> Exercise aim: As the lines appear below, please set them down exactly, starting at the first and finishing with the one containing "positive clicks: (557, 216)".

> Provided data:
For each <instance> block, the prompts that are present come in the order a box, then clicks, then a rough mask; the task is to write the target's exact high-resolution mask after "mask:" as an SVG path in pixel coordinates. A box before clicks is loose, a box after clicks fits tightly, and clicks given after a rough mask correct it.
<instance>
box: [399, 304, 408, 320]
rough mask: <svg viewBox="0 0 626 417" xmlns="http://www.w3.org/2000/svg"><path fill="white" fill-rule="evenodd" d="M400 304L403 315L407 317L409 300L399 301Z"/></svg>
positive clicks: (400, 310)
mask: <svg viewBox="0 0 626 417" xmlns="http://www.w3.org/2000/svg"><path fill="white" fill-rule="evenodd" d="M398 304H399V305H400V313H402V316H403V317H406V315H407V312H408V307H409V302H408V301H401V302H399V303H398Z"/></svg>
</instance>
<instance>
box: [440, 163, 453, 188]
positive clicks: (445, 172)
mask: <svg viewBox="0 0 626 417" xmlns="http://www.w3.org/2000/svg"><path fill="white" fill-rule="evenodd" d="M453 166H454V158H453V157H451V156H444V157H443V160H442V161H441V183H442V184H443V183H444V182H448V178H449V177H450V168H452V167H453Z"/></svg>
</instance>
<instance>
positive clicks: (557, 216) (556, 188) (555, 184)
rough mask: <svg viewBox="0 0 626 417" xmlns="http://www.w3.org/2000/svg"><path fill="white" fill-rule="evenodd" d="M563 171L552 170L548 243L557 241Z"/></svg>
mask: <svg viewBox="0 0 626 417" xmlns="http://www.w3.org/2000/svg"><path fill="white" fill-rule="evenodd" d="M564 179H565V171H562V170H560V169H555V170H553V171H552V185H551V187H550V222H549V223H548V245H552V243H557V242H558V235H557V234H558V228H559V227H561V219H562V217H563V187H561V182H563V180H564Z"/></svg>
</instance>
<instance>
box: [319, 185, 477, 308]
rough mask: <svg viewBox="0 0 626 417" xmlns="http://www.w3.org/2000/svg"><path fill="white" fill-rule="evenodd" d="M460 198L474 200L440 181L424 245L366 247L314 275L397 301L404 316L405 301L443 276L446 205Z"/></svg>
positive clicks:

> Solution below:
For each <instance> block, the prompts that are present come in the order a box, then clicks, then a rough mask; the task is to write the target's exact high-resolution mask after "mask:" as an SVG path in pixel coordinates. A box before clicks is loose, a box after clicks fits tightly, and clicks given after a rough mask correct it.
<instance>
box: [399, 304, 408, 320]
rough mask: <svg viewBox="0 0 626 417" xmlns="http://www.w3.org/2000/svg"><path fill="white" fill-rule="evenodd" d="M400 304L403 315L407 317L409 300L399 301Z"/></svg>
positive clicks: (400, 310)
mask: <svg viewBox="0 0 626 417" xmlns="http://www.w3.org/2000/svg"><path fill="white" fill-rule="evenodd" d="M398 304H399V305H400V313H402V316H403V317H406V315H407V312H408V307H409V302H408V301H401V302H399V303H398Z"/></svg>
</instance>
<instance>
box: [440, 163, 453, 188]
positive clicks: (445, 172)
mask: <svg viewBox="0 0 626 417" xmlns="http://www.w3.org/2000/svg"><path fill="white" fill-rule="evenodd" d="M453 166H454V158H453V157H451V156H444V157H443V160H442V161H441V183H442V184H443V183H444V182H448V178H449V177H450V168H452V167H453Z"/></svg>
</instance>
<instance>
positive clicks: (557, 216) (556, 188) (555, 184)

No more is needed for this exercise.